---------- EXTRACTED MATERIAL
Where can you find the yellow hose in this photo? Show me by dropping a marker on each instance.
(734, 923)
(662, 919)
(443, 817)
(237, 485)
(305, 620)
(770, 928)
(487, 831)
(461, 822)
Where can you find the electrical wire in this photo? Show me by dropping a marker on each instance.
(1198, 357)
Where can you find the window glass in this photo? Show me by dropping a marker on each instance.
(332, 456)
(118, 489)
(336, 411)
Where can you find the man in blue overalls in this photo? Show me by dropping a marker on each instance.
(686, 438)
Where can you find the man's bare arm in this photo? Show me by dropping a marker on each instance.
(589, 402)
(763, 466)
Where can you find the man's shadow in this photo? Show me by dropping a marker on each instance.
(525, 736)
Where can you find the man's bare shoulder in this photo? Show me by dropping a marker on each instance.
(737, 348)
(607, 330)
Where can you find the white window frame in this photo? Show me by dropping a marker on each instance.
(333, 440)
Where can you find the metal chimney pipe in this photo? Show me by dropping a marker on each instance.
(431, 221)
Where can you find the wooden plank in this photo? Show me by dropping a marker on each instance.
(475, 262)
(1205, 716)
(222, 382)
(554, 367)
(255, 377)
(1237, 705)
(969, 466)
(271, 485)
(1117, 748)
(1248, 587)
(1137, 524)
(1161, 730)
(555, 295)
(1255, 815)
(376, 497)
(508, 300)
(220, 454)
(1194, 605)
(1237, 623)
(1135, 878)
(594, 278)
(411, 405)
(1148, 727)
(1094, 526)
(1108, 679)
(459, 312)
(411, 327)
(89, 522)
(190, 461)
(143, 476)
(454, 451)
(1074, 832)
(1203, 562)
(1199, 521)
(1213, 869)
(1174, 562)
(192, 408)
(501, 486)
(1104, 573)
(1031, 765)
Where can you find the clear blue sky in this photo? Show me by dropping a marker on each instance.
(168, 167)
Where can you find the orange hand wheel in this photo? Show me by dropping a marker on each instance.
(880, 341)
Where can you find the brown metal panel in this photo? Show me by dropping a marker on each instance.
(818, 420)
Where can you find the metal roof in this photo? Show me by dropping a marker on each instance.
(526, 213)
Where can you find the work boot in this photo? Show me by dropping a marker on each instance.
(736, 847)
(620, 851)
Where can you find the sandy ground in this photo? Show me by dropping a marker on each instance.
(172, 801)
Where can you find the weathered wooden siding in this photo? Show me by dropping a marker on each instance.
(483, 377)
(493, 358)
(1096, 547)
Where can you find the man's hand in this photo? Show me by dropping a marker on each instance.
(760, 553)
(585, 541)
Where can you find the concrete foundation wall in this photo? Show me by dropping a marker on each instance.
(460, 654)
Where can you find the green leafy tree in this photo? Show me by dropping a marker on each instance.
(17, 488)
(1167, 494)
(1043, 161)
--------------------
* STATED TASK
Rewrite all of the data above, replacing each "marker" with "pin" and leaving everything else untouched.

* RESPONSE TO THE TASK
Where can you find the yellow hose in this photo? Show me by dropping a pin on each instance.
(734, 923)
(662, 919)
(443, 817)
(237, 485)
(305, 620)
(770, 928)
(487, 831)
(461, 822)
Where can you find the electrical wire in this photo? Show me by dropping a pin on each instance.
(1198, 357)
Where can you find the window glass in this photo? Show me by dropping a pin on each instance.
(332, 456)
(118, 489)
(336, 411)
Where can you find the man in blue overalls in this photo? Show me by dropping a pin on each instance.
(686, 438)
Where can you find the man's bare arm in this photo? Show me by dropping a pin on each instance.
(589, 402)
(763, 466)
Where can you find the man's shadow in this photo? Show me by dropping a pin on each instance.
(525, 736)
Where can you find the man's bare shoulder in this photo? Show me by dropping a pin on each instance.
(737, 348)
(607, 330)
Where can you find the white window frame in this photo? Show me by dropping a pin on each instance.
(333, 440)
Where can you find the metal chimney pipe in this photo? Show me by dropping a pin on each instance.
(431, 221)
Where can you find the wooden plank in this photo? Show me by dropping a pin on each instance.
(475, 262)
(1205, 716)
(222, 382)
(554, 367)
(255, 377)
(1237, 705)
(969, 466)
(271, 485)
(1117, 748)
(1248, 587)
(1137, 524)
(1161, 730)
(555, 295)
(1255, 815)
(376, 497)
(508, 300)
(220, 454)
(1194, 605)
(1237, 623)
(1135, 878)
(594, 278)
(411, 405)
(1148, 727)
(1094, 526)
(1108, 679)
(459, 312)
(411, 327)
(89, 522)
(190, 461)
(143, 476)
(454, 451)
(1074, 832)
(1203, 562)
(1199, 521)
(1213, 869)
(1174, 562)
(192, 408)
(501, 486)
(1104, 573)
(1031, 765)
Where can you find the clear blue sky in this photo? Show me by dropping a pin on each instance.
(168, 167)
Where can you find the orange hand wheel in this photo? Show me by dropping a pin on each instance.
(880, 341)
Where can you find the brown metal panel in this photo? Show me by dropping a pin on each instance.
(818, 420)
Where can you find the metal roof in this photo? Show me by dropping a pin on each instance.
(526, 213)
Where can you find the work boot in this photo? Show me by dropping a pin on each instance.
(736, 847)
(620, 851)
Where can you find the sandy ground in this photo? Show me by dropping a pin on each instance.
(172, 801)
Where can you find the weathered wooden siding in this photo? Show me by dropping a pin on each instance.
(483, 377)
(493, 358)
(1096, 547)
Where can you find the man's hand in this photo? Show me by dropping a pin on each instance.
(760, 553)
(585, 541)
Where can you find the concrete foundation wall in this photo? Show me by dropping a pin on each instance.
(460, 654)
Where can you find the green leafy tree in this photo? Show me by dropping a pin on each instance.
(17, 488)
(1167, 494)
(1043, 161)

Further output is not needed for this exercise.